Exercise A:
From the text on adventure design approaches, reproduce the passage starting at "Scripted Adventures" and ending at "of late TSR.".
Exercise B:
In the text on adventure design approaches, which Shadowrun scenario is said to follow the timeline approach?

Source text:
***

I thought it might be interesting to draw up a comparative list of the different approaches taken for adventure design in rulebooks and published scenarios over the years. I don’t claim the following is complete or entirely accurate; let’s just call it a starting point.  Comments, enhancements and elaborations welcome.

The dungeon crawl
I don’t think I need to explain what this is.

The hex crawl
Overland exploration modules like the D&D “Isle of Dread”

Mini campaign
A module that combines that combines outdoor exploration and dungeons with possibly an over-arching storyline or objective. I think D&D “Keep on the Borderlands” uses this method. Gamma World “Legion of Gold” certainly does.

Skirmish Game
All the scenario does is provide a thin premise, tell the player where to put their character on the map and then the fight starts. A lot of early TSR games (Basic Marvel Super Heroes, Gangbusters and Star Frontiers) had these kind of introductory scenarios.

Scripted Adventures
The adventure presents a fairly complex story and is split into chapters the players are expected to progress through more or less sequentially (though the better module s offered multiple ways through). Numerous systems presented adventures this way, notably the WEG Star Wars but also a lot of late TSR.

Timeline
The adventure is presented is sets of a series of events that are going to unfold over a period of time, unless the party manage to change things. In essence it looks at the scenario from the villain’s/NPC’s point of view. Shadowrun’s Mob War is organised this way. Not sure if many other published scenarios were, though it is a reasonably well-established technique among GMs.

***

Recorded data
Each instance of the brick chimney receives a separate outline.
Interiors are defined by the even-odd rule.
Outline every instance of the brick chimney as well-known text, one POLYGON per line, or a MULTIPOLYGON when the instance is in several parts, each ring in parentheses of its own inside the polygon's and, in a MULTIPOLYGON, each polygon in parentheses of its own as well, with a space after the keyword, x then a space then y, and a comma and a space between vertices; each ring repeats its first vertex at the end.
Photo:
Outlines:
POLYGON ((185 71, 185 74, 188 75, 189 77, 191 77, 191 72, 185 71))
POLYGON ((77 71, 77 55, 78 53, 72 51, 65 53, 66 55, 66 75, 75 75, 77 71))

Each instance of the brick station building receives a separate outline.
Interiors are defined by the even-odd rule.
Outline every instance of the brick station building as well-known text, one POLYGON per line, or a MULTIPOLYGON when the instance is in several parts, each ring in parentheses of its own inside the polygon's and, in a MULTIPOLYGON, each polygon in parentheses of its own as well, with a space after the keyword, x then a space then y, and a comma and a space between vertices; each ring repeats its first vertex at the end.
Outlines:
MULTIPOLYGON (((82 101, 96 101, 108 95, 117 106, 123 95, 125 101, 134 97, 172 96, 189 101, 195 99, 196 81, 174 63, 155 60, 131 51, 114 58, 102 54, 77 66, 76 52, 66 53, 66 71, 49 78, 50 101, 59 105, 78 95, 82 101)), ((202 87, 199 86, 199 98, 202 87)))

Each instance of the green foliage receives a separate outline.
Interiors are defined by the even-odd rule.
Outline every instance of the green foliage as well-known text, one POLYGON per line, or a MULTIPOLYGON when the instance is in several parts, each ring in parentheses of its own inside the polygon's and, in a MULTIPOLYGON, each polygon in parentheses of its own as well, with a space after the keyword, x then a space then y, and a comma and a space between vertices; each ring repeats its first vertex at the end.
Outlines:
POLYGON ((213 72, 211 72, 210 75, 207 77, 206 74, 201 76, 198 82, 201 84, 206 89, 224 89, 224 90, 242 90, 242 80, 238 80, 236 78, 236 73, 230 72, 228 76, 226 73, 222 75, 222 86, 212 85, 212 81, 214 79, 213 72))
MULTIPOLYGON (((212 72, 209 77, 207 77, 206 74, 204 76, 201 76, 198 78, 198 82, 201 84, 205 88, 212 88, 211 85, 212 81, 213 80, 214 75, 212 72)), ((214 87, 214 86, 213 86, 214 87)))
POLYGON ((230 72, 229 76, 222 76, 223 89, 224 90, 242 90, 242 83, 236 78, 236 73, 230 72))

***

Reply A:
Scripted Adventures
The adventure presents a fairly complex story and is split into chapters the players are expected to progress through more or less sequentially (though the better module s offered multiple ways through). Numerous systems presented adventures this way, notably the WEG Star Wars but also a lot of late TSR.

Reply B:
Mob War